## REQUIRED ACTION
Within this material, how many lines include the word "below"? Answer with a number and nothing more.

______

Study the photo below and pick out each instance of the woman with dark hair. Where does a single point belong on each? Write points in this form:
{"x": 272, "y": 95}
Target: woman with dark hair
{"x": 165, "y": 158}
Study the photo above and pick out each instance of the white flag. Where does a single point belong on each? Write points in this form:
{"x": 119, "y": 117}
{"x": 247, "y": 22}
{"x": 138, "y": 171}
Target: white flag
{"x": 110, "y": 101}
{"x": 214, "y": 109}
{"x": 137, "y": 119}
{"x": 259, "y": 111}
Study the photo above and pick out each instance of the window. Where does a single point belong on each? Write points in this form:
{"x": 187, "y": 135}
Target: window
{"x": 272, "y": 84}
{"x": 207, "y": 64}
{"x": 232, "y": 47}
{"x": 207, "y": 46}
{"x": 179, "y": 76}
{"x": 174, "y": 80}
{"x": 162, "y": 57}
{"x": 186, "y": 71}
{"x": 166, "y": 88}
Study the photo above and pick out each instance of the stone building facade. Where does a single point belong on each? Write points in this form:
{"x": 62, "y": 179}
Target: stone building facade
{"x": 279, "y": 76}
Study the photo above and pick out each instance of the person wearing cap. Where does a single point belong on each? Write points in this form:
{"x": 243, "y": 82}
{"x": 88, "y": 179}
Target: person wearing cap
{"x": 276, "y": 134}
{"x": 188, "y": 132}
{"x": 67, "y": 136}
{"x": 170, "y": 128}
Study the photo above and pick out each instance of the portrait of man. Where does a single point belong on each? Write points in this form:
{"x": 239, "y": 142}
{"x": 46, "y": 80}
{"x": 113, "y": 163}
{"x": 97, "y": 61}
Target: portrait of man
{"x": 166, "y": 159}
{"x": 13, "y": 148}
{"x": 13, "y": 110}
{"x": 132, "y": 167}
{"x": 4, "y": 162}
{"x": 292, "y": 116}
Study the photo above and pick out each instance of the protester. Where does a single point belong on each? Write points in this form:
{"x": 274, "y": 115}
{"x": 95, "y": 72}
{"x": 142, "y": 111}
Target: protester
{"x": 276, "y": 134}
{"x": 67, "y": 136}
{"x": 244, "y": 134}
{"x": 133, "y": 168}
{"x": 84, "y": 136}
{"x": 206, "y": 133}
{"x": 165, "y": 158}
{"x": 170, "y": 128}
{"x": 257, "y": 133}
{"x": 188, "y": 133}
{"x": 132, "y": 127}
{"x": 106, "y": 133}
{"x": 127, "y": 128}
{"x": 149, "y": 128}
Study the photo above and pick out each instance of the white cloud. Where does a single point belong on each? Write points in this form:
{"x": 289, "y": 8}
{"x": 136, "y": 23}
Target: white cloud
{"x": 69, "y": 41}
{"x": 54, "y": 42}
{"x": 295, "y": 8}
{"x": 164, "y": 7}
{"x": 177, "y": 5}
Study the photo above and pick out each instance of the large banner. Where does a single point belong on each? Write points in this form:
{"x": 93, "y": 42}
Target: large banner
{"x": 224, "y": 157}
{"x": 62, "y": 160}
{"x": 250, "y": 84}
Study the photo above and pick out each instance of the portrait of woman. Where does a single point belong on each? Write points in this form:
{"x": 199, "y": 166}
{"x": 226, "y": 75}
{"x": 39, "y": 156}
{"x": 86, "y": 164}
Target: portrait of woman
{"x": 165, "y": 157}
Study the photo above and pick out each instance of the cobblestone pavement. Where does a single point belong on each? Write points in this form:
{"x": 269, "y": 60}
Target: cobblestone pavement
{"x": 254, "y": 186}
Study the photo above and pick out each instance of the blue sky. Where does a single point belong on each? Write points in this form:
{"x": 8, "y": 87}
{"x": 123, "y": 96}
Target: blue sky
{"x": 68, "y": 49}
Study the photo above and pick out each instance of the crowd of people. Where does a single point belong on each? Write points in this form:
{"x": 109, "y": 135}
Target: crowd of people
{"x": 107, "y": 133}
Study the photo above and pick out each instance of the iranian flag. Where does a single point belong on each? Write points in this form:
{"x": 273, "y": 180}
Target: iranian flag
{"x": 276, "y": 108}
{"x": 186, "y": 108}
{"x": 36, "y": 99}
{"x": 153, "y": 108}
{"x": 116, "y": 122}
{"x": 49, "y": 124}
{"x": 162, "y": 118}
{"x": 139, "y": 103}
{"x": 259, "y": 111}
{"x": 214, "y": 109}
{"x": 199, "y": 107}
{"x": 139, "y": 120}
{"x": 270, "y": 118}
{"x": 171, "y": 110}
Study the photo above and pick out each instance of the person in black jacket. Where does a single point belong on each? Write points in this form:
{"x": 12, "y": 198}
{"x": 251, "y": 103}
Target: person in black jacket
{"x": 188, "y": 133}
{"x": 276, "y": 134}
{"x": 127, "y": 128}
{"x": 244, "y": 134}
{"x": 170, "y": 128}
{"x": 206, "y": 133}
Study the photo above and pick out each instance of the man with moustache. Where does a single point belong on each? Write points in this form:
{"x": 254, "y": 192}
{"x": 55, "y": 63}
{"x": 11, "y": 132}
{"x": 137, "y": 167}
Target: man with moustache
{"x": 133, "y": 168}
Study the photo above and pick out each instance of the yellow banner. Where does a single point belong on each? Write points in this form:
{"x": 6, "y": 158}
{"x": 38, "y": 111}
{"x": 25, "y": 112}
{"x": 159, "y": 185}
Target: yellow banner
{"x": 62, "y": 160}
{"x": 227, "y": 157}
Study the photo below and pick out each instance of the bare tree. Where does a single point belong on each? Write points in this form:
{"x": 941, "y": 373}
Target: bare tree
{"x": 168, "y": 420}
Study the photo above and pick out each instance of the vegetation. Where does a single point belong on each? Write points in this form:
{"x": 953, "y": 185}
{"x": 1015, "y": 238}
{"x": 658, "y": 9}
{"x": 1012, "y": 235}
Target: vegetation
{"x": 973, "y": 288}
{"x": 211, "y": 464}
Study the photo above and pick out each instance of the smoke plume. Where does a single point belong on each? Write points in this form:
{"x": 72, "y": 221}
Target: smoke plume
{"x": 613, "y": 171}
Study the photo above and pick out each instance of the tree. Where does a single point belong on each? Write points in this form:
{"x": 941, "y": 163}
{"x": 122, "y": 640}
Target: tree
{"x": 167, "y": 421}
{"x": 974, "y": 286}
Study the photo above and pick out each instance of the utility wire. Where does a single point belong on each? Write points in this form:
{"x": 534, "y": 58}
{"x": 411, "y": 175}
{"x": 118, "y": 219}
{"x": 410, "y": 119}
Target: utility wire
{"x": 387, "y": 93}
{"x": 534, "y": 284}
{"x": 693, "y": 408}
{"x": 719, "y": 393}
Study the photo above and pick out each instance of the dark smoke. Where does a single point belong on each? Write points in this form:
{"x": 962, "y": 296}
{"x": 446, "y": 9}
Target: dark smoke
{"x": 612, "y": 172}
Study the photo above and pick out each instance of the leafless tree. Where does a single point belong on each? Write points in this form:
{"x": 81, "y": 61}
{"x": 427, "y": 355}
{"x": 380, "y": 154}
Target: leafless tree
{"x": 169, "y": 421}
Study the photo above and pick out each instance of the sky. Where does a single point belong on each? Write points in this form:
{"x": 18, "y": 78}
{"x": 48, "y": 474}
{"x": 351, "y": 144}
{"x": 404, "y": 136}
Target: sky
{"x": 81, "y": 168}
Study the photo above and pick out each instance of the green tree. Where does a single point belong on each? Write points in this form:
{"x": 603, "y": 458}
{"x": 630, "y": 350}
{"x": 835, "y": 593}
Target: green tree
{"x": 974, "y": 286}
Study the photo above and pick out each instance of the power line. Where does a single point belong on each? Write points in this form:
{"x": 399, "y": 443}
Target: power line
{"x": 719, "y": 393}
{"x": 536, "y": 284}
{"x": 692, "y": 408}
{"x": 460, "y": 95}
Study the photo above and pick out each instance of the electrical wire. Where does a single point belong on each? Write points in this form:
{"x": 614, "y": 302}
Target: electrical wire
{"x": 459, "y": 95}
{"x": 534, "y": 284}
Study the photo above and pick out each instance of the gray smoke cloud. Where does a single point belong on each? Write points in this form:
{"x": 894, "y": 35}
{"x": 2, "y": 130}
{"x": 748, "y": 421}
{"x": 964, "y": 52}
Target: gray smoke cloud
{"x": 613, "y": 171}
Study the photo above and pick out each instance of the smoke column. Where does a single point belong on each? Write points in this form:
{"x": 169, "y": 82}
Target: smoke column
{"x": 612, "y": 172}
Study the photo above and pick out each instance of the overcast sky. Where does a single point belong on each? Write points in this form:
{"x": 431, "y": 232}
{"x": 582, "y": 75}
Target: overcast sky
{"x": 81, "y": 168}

______

## SOLUTION TO THIS EXERCISE
2